Brief. Your task is to return the span of lines beginning at the one with "Where can the dead" and ending at the last line of the data, exactly as it stands.

Collected data entries
•••

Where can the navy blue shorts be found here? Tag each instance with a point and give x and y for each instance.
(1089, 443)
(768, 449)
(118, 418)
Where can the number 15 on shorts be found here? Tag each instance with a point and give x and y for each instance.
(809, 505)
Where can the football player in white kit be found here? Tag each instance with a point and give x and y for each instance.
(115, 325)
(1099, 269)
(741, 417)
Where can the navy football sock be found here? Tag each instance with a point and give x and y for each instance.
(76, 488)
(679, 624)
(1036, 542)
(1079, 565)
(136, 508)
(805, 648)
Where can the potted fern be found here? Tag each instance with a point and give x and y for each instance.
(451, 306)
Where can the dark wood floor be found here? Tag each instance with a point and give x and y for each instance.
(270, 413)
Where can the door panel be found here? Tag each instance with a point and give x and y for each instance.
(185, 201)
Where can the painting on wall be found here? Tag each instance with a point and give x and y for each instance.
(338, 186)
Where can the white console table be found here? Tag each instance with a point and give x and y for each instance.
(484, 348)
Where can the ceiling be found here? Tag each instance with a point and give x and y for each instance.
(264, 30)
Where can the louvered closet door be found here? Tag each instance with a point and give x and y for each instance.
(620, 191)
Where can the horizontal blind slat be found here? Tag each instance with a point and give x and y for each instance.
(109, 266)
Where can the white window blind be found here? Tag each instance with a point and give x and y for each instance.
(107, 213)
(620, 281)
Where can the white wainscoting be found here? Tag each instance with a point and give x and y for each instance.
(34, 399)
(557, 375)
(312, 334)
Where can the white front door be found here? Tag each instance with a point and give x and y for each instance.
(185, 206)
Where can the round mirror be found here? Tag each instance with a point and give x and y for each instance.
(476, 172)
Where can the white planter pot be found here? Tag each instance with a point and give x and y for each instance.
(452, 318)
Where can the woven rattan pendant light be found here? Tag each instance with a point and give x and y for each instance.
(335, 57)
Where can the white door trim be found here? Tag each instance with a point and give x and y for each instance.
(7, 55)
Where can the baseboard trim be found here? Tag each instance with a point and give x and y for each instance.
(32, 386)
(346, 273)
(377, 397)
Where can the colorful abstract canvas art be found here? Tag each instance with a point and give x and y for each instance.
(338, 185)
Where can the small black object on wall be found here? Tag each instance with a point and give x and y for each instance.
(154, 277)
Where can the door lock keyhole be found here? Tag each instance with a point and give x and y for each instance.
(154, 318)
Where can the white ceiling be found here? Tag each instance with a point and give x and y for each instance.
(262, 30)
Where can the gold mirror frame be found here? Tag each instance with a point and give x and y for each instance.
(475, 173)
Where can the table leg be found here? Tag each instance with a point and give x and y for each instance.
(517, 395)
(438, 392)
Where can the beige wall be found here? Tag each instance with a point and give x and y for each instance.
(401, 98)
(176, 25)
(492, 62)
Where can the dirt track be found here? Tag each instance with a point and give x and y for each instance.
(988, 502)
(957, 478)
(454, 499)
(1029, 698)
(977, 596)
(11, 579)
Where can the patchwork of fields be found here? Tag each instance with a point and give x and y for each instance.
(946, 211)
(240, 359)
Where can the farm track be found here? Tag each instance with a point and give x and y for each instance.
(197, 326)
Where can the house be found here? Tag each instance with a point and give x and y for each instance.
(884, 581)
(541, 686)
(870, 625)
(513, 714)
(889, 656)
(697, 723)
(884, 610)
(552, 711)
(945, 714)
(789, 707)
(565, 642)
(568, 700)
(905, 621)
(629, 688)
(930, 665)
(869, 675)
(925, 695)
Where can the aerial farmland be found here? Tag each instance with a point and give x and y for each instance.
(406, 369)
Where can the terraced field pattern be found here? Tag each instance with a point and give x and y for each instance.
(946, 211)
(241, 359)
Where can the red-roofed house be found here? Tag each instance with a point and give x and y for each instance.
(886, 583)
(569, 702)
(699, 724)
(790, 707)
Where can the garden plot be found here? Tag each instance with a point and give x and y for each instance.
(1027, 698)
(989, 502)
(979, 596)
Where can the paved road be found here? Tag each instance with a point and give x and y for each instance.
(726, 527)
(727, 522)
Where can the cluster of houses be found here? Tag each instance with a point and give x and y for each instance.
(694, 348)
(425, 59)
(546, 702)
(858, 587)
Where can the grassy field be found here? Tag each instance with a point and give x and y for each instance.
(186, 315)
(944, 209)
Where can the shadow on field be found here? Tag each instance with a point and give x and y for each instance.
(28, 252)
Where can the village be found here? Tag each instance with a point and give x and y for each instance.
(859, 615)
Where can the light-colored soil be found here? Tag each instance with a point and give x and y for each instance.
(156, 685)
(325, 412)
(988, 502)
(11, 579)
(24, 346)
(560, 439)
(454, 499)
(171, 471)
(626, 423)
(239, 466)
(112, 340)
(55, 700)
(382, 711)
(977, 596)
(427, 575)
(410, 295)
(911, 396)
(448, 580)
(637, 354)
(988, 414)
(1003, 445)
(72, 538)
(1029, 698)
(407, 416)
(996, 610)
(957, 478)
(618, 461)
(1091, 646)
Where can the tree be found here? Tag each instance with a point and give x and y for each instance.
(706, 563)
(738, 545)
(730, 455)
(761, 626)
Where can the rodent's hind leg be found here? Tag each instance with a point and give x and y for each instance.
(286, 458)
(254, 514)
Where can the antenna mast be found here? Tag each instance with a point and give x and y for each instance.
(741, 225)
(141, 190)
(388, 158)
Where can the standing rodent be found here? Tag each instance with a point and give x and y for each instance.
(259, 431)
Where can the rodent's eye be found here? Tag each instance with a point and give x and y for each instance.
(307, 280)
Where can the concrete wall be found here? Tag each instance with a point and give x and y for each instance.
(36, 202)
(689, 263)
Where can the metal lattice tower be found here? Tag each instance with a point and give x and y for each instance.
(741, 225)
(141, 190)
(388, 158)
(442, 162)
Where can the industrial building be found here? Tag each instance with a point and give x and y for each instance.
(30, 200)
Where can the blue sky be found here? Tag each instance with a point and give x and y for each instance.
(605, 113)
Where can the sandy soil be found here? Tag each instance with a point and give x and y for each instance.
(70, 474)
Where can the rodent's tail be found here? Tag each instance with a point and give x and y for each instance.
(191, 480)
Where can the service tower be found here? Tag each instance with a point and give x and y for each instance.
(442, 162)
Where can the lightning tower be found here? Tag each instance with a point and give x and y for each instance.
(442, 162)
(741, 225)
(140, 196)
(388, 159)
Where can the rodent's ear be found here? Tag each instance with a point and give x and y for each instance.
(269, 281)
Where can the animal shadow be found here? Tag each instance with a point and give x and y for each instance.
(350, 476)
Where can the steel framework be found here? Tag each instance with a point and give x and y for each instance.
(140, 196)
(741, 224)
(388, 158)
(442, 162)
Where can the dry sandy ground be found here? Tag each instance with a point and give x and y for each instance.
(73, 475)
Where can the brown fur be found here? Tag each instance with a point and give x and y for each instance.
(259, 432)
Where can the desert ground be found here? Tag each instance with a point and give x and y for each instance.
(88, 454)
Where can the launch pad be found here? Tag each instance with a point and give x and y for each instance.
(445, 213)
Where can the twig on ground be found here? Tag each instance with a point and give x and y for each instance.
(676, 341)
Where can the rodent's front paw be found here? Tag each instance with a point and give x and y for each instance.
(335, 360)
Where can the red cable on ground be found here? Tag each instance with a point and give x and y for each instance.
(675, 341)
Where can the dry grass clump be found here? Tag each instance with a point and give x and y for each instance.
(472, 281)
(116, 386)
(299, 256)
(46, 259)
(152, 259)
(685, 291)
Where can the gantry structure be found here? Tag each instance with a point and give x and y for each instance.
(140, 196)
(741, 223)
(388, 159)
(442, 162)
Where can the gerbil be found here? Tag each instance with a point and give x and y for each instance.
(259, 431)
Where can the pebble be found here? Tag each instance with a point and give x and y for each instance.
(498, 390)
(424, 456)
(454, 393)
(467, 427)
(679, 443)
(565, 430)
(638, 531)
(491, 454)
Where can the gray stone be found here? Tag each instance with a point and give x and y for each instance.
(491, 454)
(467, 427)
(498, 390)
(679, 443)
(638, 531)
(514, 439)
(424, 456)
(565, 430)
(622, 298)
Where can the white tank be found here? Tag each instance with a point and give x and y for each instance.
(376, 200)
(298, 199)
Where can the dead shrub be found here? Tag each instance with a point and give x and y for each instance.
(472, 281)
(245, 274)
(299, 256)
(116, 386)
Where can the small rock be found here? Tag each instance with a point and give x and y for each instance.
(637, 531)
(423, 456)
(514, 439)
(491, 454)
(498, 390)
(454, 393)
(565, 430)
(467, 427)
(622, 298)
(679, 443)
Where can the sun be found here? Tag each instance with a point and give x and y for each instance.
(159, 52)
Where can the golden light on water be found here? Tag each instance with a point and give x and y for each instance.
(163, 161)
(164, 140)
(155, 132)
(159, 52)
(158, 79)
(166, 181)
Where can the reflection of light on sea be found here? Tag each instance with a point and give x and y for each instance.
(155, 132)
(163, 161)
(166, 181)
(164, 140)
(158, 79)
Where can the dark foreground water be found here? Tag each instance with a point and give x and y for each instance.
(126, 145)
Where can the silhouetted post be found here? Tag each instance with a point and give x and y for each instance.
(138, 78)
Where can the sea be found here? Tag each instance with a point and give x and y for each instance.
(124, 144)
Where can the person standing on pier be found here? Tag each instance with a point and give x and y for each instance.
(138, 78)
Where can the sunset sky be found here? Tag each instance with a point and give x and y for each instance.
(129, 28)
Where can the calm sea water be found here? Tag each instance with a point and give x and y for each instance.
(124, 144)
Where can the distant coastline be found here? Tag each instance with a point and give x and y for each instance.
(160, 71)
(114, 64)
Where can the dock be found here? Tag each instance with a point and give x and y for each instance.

•••

Solution to this problem.
Where can the dead shrub be found here? Tag each instance with a point and give x and y for each instance.
(472, 281)
(245, 274)
(299, 256)
(116, 386)
Where can the small rock be found here? Tag each instance with a point and give x and y for each instance.
(637, 531)
(423, 456)
(514, 439)
(491, 454)
(498, 390)
(454, 393)
(565, 430)
(467, 427)
(622, 298)
(679, 443)
Where can the sun be found here? Tag each instance with a point and give x and y for each instance.
(159, 52)
Where can the golden light on water be found here? Tag each instance with a point and give x and y for each instance.
(163, 161)
(164, 140)
(155, 132)
(159, 52)
(158, 79)
(166, 181)
Where can the reflection of light on sea be found here? Tag each instance with a point and give x and y for each instance.
(155, 132)
(163, 161)
(166, 181)
(164, 140)
(158, 79)
Where can the dark foreground water be found here? Tag each instance with a point and give x and y for each instance.
(126, 145)
Where can the silhouetted post be found here? Tag each instance with a point and give x and y for each instance.
(138, 78)
Where can the sea be found here? Tag each instance with a point and give x and y for each instance.
(124, 144)
Where can the person standing on pier be found here? Tag each instance with a point and give x and y for each instance.
(138, 78)
Where can the sunset sky be found here? Tag each instance with a point and give x and y for each instance.
(129, 28)
Where can the calm sea water be found here? Tag each instance with a point and give x and y for each instance.
(124, 144)
Where can the distant coastline be found here? Tag each instance with a point and give x and y for each instance.
(160, 71)
(114, 64)
Where can the dock be found here? Tag each instance with a point and give x and y for each instance.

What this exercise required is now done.